> **Data to examine**:
- - -
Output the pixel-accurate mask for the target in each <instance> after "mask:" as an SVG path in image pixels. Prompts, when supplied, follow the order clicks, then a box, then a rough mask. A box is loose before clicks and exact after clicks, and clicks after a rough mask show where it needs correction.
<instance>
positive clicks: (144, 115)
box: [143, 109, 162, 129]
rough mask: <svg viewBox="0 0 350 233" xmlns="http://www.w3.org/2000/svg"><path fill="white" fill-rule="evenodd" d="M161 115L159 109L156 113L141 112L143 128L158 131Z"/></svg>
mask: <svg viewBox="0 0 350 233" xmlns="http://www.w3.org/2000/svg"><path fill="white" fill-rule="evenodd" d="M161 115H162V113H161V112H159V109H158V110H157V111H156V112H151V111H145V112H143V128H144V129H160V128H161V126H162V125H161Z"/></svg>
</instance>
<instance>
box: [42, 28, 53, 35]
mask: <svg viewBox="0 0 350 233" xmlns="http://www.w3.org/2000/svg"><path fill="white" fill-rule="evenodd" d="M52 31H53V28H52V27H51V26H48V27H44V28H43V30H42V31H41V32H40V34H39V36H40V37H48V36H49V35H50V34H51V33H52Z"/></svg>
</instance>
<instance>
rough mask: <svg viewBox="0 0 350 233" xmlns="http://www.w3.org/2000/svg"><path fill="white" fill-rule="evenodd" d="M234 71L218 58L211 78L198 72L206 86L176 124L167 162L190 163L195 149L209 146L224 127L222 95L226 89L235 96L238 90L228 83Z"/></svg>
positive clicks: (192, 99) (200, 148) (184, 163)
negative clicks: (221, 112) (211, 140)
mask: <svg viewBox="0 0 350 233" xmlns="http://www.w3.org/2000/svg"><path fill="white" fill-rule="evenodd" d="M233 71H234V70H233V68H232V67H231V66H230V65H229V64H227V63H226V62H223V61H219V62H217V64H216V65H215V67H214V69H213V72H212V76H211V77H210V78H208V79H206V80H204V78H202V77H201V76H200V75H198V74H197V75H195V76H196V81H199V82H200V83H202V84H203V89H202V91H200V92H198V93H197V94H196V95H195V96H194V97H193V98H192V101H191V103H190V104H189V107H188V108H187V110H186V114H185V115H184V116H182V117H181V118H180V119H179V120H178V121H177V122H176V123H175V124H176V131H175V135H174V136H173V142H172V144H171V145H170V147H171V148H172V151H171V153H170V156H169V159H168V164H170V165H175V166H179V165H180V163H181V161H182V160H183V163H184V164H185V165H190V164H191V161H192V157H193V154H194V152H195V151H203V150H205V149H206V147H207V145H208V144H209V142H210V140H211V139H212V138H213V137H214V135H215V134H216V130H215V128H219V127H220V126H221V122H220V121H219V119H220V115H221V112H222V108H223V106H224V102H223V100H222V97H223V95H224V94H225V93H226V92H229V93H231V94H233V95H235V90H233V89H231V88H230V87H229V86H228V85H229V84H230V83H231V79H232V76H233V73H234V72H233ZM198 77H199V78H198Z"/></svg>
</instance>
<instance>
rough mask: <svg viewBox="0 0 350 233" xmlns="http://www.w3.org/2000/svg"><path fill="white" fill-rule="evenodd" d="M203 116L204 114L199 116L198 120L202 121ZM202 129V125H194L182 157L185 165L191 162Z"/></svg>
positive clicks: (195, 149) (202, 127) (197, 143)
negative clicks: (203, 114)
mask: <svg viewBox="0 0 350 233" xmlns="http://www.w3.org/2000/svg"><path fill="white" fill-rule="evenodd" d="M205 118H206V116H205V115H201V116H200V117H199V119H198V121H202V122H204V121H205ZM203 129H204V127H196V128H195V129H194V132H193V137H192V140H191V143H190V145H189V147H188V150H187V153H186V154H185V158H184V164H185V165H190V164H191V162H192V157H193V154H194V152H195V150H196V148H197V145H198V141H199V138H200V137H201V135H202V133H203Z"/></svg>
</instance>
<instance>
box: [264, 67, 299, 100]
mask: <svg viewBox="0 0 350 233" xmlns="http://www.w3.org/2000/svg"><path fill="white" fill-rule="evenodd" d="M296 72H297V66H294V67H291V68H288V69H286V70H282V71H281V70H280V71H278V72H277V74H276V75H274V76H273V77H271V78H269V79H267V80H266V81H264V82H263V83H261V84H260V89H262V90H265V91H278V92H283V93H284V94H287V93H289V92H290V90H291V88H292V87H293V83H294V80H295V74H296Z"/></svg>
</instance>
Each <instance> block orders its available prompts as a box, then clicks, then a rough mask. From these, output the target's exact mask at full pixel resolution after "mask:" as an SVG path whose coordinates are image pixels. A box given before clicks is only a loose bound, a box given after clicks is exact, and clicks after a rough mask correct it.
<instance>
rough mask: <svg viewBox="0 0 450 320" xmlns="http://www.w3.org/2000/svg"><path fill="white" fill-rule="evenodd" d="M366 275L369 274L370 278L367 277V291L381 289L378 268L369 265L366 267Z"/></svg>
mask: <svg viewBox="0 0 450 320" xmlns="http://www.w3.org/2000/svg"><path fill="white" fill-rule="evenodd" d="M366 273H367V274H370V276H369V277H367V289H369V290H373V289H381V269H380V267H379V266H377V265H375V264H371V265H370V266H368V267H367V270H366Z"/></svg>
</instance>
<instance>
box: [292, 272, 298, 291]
- - -
> **Job item**: Write out again, word for word, everything from the very start of the rows down to and including the line that holds "box: [143, 109, 162, 129]".

> **Task output**:
Output the pixel-accurate mask for the target in each <instance> after "mask:" as an SVG path in image pixels. Prompts, when supplied, follow the order clicks, then a box, then a rough mask. A box is loose before clicks and exact after clicks, and clicks after a rough mask show where it needs correction.
<instance>
positive clicks: (144, 115)
box: [143, 109, 162, 129]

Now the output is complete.